The answer is to be the full listing, unchanged in every line.

BEGIN

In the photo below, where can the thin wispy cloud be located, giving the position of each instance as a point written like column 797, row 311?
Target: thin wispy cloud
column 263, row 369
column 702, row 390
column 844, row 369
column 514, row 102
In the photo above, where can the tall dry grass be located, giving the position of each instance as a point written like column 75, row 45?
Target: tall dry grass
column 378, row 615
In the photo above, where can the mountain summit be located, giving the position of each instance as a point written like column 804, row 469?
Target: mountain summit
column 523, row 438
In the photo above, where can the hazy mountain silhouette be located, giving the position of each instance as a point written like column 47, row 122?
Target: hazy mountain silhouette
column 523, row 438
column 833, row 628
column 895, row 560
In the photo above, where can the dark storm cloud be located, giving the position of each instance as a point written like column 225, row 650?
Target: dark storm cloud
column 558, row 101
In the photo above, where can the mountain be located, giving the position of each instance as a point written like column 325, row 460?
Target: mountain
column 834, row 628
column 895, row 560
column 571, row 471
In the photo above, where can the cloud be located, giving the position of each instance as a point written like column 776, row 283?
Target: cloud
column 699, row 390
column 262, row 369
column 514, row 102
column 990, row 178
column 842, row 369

END

### Output below
In the photo below, where can the thin wispy cloud be located, giving the position of each instance as a point written like column 797, row 311?
Target: thin wispy cloud
column 263, row 369
column 702, row 390
column 844, row 369
column 514, row 102
In the photo above, where can the tall dry grass be located, giving the position of each instance as a point written like column 75, row 45?
Target: tall dry grass
column 378, row 615
In the photo above, where can the mountain summit be located, giving the position of each instance as a point written like column 804, row 469?
Target: mountain summit
column 523, row 438
In the photo above, where can the hazy mountain silhouette be located, giving the position of each instance as a point written like column 47, row 122?
Target: hazy mountain silhouette
column 523, row 438
column 833, row 628
column 895, row 560
In the photo above, where can the dark storm cloud be located, giving the position of each instance as a point written like column 225, row 650?
Target: dark storm cloud
column 558, row 101
In the photo above, where can the mountain be located, giving the position of each instance as a point written like column 325, row 460?
Target: mountain
column 834, row 628
column 895, row 560
column 571, row 471
In the photo above, where can the cloud be located, giving the position of each instance as a point written like column 776, row 283?
Target: cloud
column 699, row 390
column 262, row 369
column 514, row 102
column 990, row 178
column 842, row 369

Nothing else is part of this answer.